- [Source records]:
- - - - -
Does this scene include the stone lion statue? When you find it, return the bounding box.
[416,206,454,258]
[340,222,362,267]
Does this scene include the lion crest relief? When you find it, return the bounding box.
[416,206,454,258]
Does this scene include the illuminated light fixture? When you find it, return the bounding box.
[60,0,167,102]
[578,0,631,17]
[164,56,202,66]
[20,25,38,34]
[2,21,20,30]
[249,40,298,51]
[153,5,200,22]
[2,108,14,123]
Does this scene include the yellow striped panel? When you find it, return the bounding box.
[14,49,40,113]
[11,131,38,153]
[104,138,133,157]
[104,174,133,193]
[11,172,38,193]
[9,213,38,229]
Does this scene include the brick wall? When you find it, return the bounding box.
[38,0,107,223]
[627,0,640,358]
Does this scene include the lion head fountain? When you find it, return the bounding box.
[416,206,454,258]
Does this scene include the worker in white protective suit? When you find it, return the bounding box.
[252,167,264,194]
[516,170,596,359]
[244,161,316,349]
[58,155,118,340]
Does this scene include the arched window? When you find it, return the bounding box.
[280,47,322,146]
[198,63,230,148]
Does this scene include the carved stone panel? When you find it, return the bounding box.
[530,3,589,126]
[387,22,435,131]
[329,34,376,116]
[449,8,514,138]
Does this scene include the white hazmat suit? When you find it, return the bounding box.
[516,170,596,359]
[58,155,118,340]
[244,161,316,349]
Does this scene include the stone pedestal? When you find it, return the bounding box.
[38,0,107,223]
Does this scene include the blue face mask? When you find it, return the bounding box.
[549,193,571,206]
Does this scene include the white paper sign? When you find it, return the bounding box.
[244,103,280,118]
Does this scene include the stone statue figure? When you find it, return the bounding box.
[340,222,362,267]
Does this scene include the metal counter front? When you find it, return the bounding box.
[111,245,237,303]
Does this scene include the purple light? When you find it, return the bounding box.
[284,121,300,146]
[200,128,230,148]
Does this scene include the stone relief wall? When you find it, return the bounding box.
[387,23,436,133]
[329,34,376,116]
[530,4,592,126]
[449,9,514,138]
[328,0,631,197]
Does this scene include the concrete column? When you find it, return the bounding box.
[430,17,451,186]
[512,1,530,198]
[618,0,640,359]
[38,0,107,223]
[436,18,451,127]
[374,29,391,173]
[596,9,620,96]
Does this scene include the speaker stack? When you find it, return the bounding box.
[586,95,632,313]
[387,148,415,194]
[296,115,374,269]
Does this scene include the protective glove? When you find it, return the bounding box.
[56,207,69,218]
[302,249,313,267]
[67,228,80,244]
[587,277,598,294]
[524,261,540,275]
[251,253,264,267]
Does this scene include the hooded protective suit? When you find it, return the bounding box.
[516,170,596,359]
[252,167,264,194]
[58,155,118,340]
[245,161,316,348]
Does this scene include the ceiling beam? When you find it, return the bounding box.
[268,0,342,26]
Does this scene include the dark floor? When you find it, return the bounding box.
- - - - -
- [Brief]: Format every line of the records above as a numbered list, leaving out any blank lines.

- [Complete answer]:
1. Does this scene include the stone lion statue? When you find it, return the bounding box.
2. [416,206,454,258]
3. [340,222,362,267]
4. Does this scene include the lion crest relief? When you find it, return the bounding box.
5. [416,206,454,258]
6. Does this scene include the illuminated light fixture? When you find it, return the bounding box.
7. [60,0,167,102]
8. [578,0,631,17]
9. [164,56,202,66]
10. [20,25,38,34]
11. [2,21,20,30]
12. [249,40,298,51]
13. [153,5,200,22]
14. [2,108,14,123]
15. Does this scene include the yellow striped panel? When you find it, return the bounding box.
16. [14,49,40,113]
17. [11,131,38,153]
18. [104,138,133,157]
19. [104,174,133,193]
20. [11,172,38,193]
21. [9,213,38,229]
22. Does this scene include the brick wall? When you find it, return the bounding box.
23. [38,0,107,223]
24. [627,0,640,358]
25. Does this scene include the lion head fountain? When you find it, return the bounding box.
26. [416,206,454,258]
27. Does this scene include the worker in white protective suit? When you find it, return the bounding box.
28. [252,167,264,194]
29. [516,170,596,359]
30. [244,161,316,349]
31. [58,155,118,340]
32. Does this scene include the arched window? When you find it, return the bounding box.
33. [280,47,322,146]
34. [198,63,230,148]
35. Does this scene include the carved stone panel? When you find it, return the bounding box.
36. [530,3,589,126]
37. [387,22,435,131]
38. [329,34,376,116]
39. [449,8,514,138]
40. Does this scene include the white hazmat suit? When you find it, return the bounding box.
41. [516,170,596,359]
42. [58,155,118,340]
43. [244,161,316,349]
44. Does this scene include the stone pedestal? When you find it, return the bounding box.
45. [38,0,107,223]
46. Does this scene include the blue face mask? When you find it, return the bounding box.
47. [549,193,571,206]
48. Does this scene include the white paper sign? When you find it, return the bounding box.
49. [244,103,280,118]
50. Does this scene include the stone statue figure? When you find it, return the bounding box.
51. [340,222,362,267]
52. Does this scene include the metal counter front? When you find it, return the bounding box.
53. [111,245,237,303]
54. Does this scene include the purple light? When you find it, return the bounding box.
55. [284,121,300,146]
56. [200,128,230,148]
57. Does this scene include the stone relief wall? When you find it, return the bounding box.
58. [387,23,436,133]
59. [329,34,376,116]
60. [530,4,592,126]
61. [449,9,514,138]
62. [328,0,631,197]
63. Does this scene include the concrete column? When you find it, return the bounding box.
64. [430,17,451,186]
65. [512,1,530,198]
66. [618,0,640,359]
67. [38,0,107,223]
68. [436,18,451,127]
69. [374,29,391,173]
70. [596,9,620,96]
71. Does this scene include the speaker stack? When you find it, return the bounding box.
72. [586,95,632,313]
73. [387,148,415,194]
74. [296,115,374,269]
75. Does this scene include the protective glove? When you find it, return the bounding box.
76. [56,207,69,218]
77. [302,249,313,267]
78. [67,228,80,244]
79. [587,277,598,294]
80. [524,261,540,275]
81. [251,253,264,267]
82. Does this scene include the hooded protective suit? When you find it, return the bounding box.
83. [516,170,596,359]
84. [252,167,264,194]
85. [58,155,118,340]
86. [245,161,316,348]
87. Does this scene include the ceiling beam? When you find it, return the bounding box.
88. [268,0,342,26]
89. Does this scene include the dark floor? When you find it, return the bounding box.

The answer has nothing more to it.